■ Instruction
Rewrite the rows below, substituting "marker" for "pin" and leaving everything else the same.

■ Recorded information
▬▬▬▬▬▬▬▬▬▬
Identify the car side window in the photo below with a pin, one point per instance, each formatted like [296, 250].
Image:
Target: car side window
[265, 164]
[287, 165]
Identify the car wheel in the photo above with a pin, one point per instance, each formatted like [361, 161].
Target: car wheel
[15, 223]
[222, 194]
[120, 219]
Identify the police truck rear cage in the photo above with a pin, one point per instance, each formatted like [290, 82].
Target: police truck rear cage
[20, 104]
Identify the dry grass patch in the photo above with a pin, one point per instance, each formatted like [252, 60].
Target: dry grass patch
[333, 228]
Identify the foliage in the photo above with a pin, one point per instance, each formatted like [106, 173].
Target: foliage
▬▬▬▬▬▬▬▬▬▬
■ Complete answer
Identify the car side window in the photo below with a marker, one point per instance, each formatted like [296, 250].
Image:
Target: car side window
[265, 164]
[287, 165]
Identify the car wheel in the photo above with a marker, one point per instance, each formatted like [361, 161].
Target: car wheel
[15, 223]
[222, 194]
[120, 219]
Identify the police truck rear cage in the photo above with a marker, one point per instance, each formatted like [290, 82].
Target: police truck rear cage
[20, 104]
Identify the dry grass patch in the photo above with a marker, one point per instance, each formatted like [252, 60].
Target: dry grass patch
[333, 228]
Identify the foliage in the photo above with a marker, one point per instance, each formatted like [106, 173].
Target: foliage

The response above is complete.